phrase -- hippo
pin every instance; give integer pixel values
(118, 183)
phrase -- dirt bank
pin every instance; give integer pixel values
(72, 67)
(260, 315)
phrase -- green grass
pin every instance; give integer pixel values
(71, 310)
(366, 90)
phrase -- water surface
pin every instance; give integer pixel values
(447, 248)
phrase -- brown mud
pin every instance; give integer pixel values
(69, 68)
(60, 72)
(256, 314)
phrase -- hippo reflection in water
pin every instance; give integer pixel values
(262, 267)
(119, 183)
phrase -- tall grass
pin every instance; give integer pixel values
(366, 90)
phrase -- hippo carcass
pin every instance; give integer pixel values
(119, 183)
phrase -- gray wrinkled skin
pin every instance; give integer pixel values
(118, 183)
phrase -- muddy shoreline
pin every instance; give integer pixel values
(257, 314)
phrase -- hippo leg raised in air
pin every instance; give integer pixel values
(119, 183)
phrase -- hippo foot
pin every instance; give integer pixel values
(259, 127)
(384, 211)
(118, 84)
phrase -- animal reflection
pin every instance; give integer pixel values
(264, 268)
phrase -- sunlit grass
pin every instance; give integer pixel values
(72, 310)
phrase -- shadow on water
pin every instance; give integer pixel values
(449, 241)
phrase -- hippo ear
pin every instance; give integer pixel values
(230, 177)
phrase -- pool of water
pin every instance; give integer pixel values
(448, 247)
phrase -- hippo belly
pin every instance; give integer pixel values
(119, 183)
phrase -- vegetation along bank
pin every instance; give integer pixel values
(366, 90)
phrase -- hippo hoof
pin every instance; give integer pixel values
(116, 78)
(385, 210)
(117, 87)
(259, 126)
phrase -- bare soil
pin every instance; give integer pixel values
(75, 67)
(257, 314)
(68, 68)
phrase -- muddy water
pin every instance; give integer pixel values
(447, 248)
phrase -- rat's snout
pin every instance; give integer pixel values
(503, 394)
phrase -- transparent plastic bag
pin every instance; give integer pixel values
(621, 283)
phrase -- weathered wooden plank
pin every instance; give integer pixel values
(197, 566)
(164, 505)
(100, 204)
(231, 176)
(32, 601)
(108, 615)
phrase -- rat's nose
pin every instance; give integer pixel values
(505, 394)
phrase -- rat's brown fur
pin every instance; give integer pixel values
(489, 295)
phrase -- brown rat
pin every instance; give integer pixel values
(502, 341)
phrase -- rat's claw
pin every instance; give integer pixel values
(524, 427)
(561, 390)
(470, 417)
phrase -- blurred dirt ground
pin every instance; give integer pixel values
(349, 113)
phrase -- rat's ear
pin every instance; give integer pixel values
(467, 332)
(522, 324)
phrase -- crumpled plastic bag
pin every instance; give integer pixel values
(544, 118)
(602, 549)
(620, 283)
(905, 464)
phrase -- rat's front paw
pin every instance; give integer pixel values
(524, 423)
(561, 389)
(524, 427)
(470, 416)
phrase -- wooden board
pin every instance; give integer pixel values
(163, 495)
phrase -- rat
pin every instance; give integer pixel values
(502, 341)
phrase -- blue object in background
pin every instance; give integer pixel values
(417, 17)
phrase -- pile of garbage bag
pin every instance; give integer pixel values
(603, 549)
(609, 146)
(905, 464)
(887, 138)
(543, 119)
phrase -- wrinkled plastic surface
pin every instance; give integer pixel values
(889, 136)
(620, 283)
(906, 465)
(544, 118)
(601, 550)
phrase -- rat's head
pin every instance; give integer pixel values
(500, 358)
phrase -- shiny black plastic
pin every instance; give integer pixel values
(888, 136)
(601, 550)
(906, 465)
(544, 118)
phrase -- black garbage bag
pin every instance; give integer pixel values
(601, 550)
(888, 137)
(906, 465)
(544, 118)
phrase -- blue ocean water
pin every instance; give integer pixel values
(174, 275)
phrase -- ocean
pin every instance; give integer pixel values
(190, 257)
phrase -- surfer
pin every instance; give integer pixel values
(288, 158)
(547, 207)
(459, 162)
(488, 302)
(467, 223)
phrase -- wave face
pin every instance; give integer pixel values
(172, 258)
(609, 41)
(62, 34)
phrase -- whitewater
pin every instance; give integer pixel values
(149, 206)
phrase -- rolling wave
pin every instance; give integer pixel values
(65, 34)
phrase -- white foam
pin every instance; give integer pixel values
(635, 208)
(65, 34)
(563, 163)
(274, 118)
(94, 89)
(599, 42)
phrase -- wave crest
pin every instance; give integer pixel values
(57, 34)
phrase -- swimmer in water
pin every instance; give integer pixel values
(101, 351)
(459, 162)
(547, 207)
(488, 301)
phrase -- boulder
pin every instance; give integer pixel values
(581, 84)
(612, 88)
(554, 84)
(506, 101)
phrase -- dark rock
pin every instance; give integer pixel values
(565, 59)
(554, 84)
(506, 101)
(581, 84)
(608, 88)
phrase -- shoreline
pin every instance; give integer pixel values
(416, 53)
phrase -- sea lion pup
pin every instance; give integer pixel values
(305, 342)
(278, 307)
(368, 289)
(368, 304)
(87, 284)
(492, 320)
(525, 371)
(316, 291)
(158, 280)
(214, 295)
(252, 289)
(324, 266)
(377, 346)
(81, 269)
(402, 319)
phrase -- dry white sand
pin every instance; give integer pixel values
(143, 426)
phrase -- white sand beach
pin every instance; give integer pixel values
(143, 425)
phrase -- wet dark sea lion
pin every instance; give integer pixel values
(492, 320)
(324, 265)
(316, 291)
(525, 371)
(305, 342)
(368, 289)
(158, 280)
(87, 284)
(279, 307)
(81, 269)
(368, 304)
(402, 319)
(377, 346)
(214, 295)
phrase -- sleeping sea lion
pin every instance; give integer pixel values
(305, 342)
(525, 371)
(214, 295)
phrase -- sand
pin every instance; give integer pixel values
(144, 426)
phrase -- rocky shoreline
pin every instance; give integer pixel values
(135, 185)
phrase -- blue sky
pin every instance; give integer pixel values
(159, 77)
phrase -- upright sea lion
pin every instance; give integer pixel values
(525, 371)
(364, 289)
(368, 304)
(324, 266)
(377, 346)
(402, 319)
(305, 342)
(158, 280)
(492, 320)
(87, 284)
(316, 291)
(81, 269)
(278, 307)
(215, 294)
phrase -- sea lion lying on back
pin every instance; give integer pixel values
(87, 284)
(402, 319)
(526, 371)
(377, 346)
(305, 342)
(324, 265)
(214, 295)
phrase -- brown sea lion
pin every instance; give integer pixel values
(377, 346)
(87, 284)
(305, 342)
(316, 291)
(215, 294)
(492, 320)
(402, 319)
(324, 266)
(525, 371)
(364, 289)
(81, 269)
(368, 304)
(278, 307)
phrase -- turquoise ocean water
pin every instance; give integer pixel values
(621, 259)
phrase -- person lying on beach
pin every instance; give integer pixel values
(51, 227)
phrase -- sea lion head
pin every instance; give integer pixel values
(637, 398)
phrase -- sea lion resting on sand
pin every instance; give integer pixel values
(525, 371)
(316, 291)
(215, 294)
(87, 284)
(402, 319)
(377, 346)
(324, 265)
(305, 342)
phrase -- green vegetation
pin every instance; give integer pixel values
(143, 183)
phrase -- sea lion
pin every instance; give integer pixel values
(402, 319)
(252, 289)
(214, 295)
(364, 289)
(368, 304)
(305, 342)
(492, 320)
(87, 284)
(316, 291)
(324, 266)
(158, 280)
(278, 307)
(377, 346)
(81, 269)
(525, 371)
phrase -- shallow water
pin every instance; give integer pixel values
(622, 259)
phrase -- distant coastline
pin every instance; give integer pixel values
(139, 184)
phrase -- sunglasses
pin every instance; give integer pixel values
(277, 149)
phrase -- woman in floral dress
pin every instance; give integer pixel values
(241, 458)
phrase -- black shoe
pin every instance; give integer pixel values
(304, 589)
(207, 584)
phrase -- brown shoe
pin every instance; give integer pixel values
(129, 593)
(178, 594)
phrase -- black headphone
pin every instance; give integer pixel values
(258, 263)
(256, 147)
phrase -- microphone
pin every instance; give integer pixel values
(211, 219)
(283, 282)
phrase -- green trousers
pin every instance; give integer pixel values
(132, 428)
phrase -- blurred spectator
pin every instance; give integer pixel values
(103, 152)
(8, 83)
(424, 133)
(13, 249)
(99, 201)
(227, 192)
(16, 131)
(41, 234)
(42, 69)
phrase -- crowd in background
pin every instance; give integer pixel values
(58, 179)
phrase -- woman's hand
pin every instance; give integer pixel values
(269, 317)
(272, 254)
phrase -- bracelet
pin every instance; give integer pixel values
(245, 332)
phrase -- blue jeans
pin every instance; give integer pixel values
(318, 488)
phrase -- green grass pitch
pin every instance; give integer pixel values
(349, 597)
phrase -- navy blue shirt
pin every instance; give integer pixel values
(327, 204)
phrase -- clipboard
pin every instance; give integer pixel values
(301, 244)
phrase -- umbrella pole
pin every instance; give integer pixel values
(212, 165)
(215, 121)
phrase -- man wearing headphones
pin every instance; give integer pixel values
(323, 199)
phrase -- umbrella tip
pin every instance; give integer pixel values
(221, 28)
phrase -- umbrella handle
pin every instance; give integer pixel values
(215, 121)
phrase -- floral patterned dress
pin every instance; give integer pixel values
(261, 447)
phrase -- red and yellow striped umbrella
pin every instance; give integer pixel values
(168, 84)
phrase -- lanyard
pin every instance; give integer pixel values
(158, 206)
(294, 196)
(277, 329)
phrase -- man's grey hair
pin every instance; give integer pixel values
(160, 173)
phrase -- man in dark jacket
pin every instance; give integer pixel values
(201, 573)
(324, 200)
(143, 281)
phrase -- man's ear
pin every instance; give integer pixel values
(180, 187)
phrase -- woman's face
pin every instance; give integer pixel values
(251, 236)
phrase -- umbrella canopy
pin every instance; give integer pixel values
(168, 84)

= = =

Exercise task: Every line from the one containing "phrase -- brown shoe" through the last line must be copied exactly; leave out the rest.

Reply:
phrase -- brown shoe
pin every instance; give integer pixel values
(129, 593)
(178, 594)
phrase -- black headphone
pin every instance; give integer pixel values
(258, 263)
(256, 147)
phrase -- microphone
pin every instance; give integer pixel values
(211, 219)
(283, 282)
phrase -- green trousers
pin every instance; give integer pixel values
(132, 428)
phrase -- blurred spectator
pin every instance; give integer pixel values
(103, 152)
(8, 83)
(424, 133)
(13, 249)
(99, 201)
(227, 192)
(16, 131)
(41, 234)
(42, 69)
phrase -- crowd in background
pin every instance; give integer pixel values
(58, 179)
phrase -- woman's hand
pin every instance; give integer pixel values
(269, 317)
(272, 254)
phrase -- bracelet
pin every instance; give integer pixel values
(245, 332)
phrase -- blue jeans
pin every instance; give integer pixel values
(318, 488)
phrase -- green grass pitch
pin every instance; give integer pixel values
(349, 597)
phrase -- navy blue shirt
pin every instance; give integer pixel values
(327, 204)
phrase -- clipboard
pin every instance; give integer pixel values
(301, 244)
phrase -- umbrella pole
pin every instance; give integer pixel values
(212, 165)
(215, 121)
phrase -- man wearing headphones
pin every instance; give integer pixel values
(323, 199)
phrase -- umbrella tip
pin every instance; give integer pixel values
(221, 28)
phrase -- umbrella handle
pin every instance; give integer pixel values
(215, 121)
phrase -- floral patterned dress
pin every instance; give integer pixel values
(261, 447)
phrase -- red and yellow striped umbrella
pin every instance; give integer pixel values
(168, 84)
phrase -- lanyard
pin every instance; give integer pixel values
(158, 206)
(294, 196)
(277, 329)
phrase -- man's grey hair
pin every instance; give integer pixel values
(160, 173)
phrase -- man in dark jacket
pin every instance; give integer pixel values
(201, 573)
(324, 200)
(143, 281)
phrase -- man's ear
pin every instance; give integer pixel values
(180, 187)
phrase -- woman's face
pin every instance; give integer pixel values
(251, 236)
phrase -- umbrella canopy
pin every instance; give integer pixel values
(168, 84)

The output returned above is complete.